In the excerpt below on building arrays of top-ranked places, what short label does the metro name Albany-Schenectady-Troy, NY become?

#### Selected excerpt

--------------------------------------------------

In my dataframe, the names of the columns are prefixed based on the type of variable (inflow, outflow, or net flow), followed by the year, i.e. inflows_2011_12. In the function, I subset the dataframe by selecting columns that start with the variable I want. I have to deal with different issues based on whether I’m looking at counties or metro areas, and I need to get rid of any IDs that are for summary values like the non-metro areas; these IDS are stored in a list called suppressed, and the ~df.indexisin(suppressed) is pandaesque for taking anything that’s not in this list (the tilde acts as not). Then, I select the top or bottom values for each year, and append them to lists in a nested list (each sub-list represents the top / bottom N places in order for a given year). Next, I get the labels I want by creating a dictionary that relates all ID codes to label names, pull out the labels for the actual N values that I have, and format them before appending them to lists in a nested list. For example, the metro labels are really long and won’t fit in the chart, so I split them and grab just the first piece: Albany-Schenectady-Troy, NY becomes Albany (split using the dash) while Akron, OH becomes Akron (if no dash is present, split at comma). At the end, I use np.array to turn the nested lists into arrays, and transpose (T) them so rows become ranks and years become values. The result is below:

ID Array
Function and Result for Creating Array of IDs Top N Places
# Create array of top N geographies by flow type, with rows as ranks and columns as years
# Returns 2 arrays with values for geographies (id codes) and place names
# Must specify: number of places to rank, counties or metros, or sort by largest or smallest (True or False)
def create_arrays(df,flowtype,nsize,gtype,largest):
    geogs=[]
    cols=[c for c in df if c.startswith(flowtype)]
    for c in cols:
        if gtype=='counties':
            row=df.loc[~df.index.isin(suppressed),[c]]
        elif gtype=='metros':
            row=df.loc[~df.index.isin(msuppressed),[c]]
        if largest is True:
            row=row[c].nlargest(nsize)
        elif largest is False:
            row=row[c].nsmallest(nsize)
        idxs=list(row.index)
        geogs.append(idxs)

    if gtype=='counties':
        fips=df.to_dict()['co_name']
    elif gtype=='metros':
        fips=df.to_dict()['mname']
    labels=[]
    for row in geogs:
        line=[]
        for uid in row:
            if gtype=='counties':
                if fips[uid]=='District of Columbia, DC':
                    line.append('Washington\n DC')
                else:
                    line.append(fips[uid].replace('County, ','\n')) #creates short labels
            elif gtype=='metros':
                if '-' in fips[uid]:
                    line.append(fips[uid].split('-')[0]) #creates short labels
                else:
                    line.append(fips[uid].split(',')[0])
        labels.append(line)

--------------------------------------------------

#### Provided records
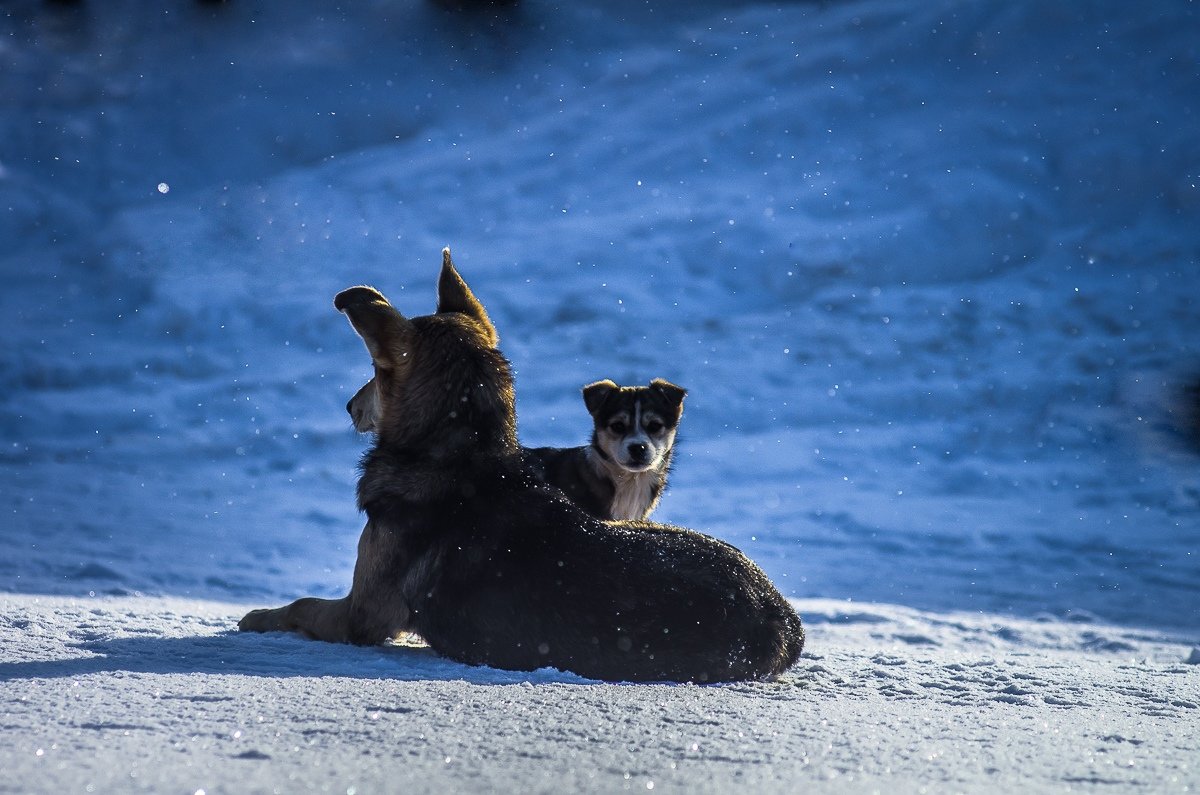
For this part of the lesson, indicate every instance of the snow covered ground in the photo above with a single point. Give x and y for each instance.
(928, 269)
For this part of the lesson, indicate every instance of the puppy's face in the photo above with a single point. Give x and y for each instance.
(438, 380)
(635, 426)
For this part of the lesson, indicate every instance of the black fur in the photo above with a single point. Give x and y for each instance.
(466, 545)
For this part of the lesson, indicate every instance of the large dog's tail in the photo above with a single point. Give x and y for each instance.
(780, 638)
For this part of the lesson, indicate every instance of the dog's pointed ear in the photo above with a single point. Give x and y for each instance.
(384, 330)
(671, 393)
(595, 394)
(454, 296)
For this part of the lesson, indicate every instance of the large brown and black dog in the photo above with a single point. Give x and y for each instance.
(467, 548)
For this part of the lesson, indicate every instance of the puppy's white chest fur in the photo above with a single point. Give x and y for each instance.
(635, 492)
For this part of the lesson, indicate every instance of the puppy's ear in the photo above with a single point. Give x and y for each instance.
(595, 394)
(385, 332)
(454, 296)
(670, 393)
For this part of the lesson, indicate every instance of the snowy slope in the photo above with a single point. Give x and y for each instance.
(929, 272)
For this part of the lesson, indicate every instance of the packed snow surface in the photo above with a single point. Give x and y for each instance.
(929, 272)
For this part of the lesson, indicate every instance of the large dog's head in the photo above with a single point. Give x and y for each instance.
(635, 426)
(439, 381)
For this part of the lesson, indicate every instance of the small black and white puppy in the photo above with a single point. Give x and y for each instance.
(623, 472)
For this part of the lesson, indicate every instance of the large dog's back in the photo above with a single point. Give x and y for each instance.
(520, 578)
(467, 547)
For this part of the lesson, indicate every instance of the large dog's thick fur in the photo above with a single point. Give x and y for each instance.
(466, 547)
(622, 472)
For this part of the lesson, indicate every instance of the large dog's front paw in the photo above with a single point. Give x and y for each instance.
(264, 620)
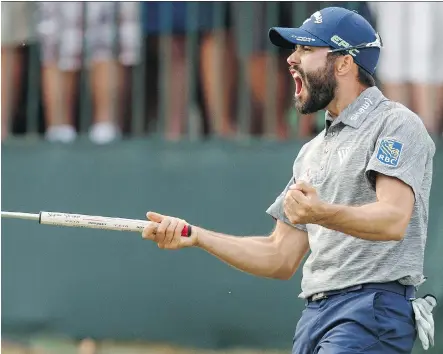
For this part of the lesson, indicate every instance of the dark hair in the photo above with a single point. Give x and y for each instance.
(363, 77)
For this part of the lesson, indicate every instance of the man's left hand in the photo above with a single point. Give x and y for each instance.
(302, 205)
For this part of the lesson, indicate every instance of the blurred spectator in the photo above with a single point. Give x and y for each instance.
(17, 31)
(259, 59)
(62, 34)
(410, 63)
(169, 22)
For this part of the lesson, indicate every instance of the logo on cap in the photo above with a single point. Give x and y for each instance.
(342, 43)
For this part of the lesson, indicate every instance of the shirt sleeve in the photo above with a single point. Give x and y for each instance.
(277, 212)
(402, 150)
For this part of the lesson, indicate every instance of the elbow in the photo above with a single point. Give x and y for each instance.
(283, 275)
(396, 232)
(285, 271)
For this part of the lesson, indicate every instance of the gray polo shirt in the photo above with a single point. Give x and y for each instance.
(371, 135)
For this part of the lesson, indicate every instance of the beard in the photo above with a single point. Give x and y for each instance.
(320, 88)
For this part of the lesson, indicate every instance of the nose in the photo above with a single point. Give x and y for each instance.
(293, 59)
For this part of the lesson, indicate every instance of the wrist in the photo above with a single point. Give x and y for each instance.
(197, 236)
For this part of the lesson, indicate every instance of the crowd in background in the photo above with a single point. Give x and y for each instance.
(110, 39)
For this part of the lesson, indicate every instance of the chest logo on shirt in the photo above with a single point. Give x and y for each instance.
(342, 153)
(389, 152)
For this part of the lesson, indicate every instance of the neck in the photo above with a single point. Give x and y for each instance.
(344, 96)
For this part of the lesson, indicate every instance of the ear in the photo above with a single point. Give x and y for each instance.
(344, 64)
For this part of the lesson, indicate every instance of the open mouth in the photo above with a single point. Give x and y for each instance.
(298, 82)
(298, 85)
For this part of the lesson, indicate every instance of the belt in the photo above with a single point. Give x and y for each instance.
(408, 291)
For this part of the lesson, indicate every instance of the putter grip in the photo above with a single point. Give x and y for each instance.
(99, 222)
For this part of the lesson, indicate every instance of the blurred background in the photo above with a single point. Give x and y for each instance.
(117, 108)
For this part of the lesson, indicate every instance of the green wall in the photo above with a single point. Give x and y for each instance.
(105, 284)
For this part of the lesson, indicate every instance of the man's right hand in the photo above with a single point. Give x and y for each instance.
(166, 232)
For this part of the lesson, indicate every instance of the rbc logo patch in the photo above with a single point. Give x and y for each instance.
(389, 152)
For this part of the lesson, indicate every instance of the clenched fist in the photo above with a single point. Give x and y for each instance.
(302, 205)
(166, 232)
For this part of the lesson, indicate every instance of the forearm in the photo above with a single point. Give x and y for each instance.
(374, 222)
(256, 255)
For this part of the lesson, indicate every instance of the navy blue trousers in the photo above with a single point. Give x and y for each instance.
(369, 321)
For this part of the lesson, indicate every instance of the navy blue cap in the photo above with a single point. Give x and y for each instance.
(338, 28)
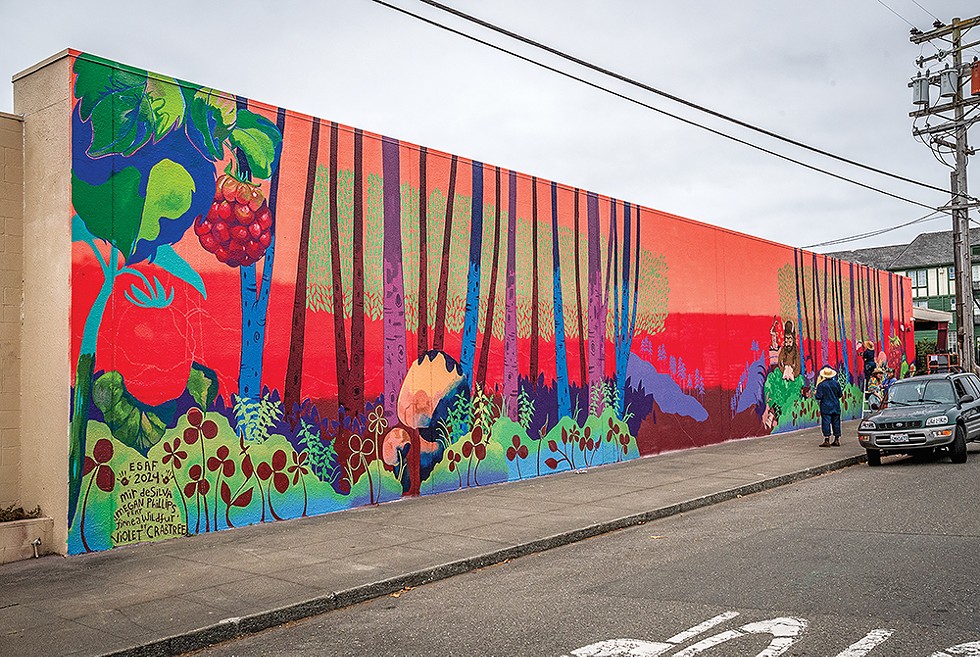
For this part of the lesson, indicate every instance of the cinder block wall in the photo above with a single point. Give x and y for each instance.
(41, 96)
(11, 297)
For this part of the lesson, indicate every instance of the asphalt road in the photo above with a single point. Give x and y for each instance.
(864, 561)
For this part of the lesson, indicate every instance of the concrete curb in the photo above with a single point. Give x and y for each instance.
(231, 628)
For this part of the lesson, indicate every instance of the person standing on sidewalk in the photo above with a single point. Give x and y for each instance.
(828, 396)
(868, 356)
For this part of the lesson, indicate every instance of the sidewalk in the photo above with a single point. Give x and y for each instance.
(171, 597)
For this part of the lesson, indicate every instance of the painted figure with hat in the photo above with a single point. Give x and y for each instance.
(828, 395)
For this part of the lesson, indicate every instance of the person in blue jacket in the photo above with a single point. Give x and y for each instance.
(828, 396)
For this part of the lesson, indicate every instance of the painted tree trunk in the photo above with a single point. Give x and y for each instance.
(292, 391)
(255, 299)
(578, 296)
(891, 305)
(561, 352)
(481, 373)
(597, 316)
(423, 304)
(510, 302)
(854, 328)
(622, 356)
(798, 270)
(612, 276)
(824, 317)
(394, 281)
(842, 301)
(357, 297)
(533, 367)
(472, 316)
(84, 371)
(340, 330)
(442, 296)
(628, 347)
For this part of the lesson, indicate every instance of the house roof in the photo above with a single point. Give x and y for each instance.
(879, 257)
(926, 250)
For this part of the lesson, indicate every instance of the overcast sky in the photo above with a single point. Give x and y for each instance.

--------------------------------------------------

#### Result below
Albany